[DATA EXCERPTS]:

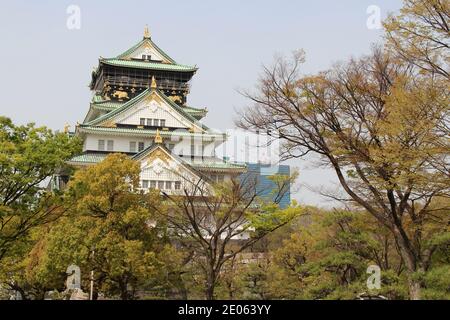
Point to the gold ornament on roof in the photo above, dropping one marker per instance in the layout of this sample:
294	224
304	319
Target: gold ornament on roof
158	138
146	32
153	84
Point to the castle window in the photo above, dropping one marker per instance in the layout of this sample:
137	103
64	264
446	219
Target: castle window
132	146
110	145
101	145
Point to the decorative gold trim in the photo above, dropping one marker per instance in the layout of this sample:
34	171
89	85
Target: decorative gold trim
146	32
158	138
153	84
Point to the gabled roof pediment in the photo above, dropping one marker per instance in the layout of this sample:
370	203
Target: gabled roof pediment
150	104
146	47
158	161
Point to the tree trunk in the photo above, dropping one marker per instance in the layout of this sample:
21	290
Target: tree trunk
412	265
415	288
210	285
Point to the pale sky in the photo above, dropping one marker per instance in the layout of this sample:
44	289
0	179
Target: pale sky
46	67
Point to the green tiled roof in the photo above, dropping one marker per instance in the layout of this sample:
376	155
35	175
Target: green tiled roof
142	42
194	110
145	132
100	103
199	164
138	98
213	163
88	158
148	65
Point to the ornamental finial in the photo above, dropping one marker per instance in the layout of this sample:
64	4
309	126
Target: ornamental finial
146	32
153	84
158	138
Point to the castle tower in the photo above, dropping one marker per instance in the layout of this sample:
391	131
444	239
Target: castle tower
139	107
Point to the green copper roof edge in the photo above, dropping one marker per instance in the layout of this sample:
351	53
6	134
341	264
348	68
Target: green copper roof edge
148	65
137	99
120	109
116	130
152	43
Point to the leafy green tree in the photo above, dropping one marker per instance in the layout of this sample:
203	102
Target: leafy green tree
382	127
420	35
218	223
122	240
28	157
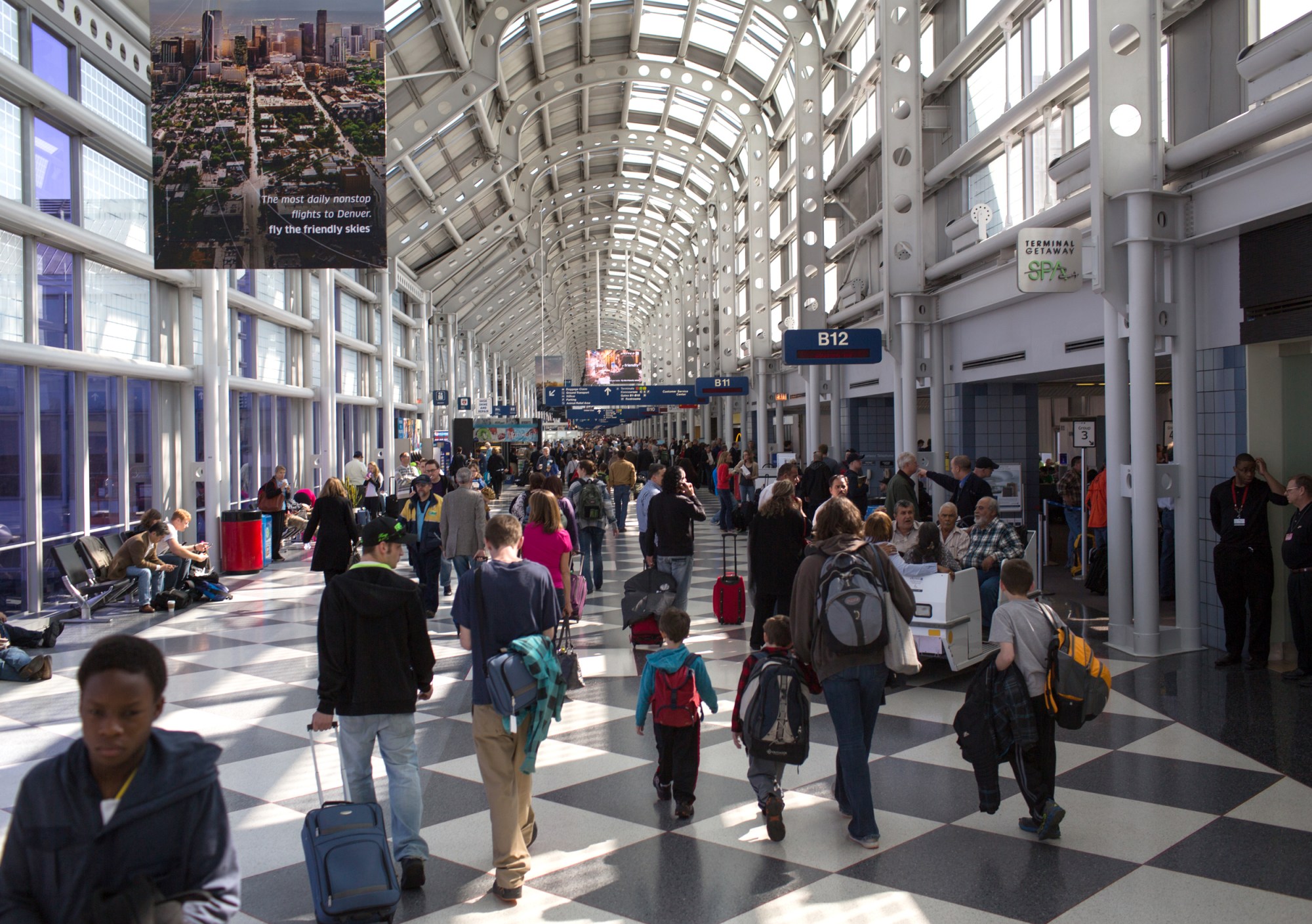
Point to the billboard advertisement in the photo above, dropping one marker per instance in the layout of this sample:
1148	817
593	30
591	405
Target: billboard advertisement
608	367
268	128
550	372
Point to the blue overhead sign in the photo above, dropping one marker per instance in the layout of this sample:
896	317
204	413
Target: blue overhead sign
832	348
620	395
722	386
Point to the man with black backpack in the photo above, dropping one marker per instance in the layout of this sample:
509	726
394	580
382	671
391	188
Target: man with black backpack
842	600
772	717
594	512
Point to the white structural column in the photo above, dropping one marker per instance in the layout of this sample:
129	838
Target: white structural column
902	171
329	452
1184	377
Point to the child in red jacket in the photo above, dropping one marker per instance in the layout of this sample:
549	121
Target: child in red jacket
766	774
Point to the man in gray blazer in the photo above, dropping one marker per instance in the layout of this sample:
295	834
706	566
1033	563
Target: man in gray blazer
464	519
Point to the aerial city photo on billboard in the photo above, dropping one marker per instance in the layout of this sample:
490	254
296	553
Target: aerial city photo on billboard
268	124
608	367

[PROBLEM DESCRIPTION]:
Each line from the one holding "Point to the child" down to the end of the records above is to be repeated exactly; no other line belongs in the reply.

[ANSWER TO THIS EXERCISE]:
Point to the child in red jacket in the photo above, dropping one marker per instance in the layout of this sample:
549	121
Target: child in red jacket
766	774
Point to the man in gray blazer in the photo above, dropping one marker per instance in the layout of this sample:
295	834
706	566
1033	563
Target: man in gray blazer
464	519
Point to the aerial city photo on billboard in the photo above, dropping one marker per instance in the layout of this sample:
490	254
296	553
Target: aerial city photo on billboard
268	124
608	367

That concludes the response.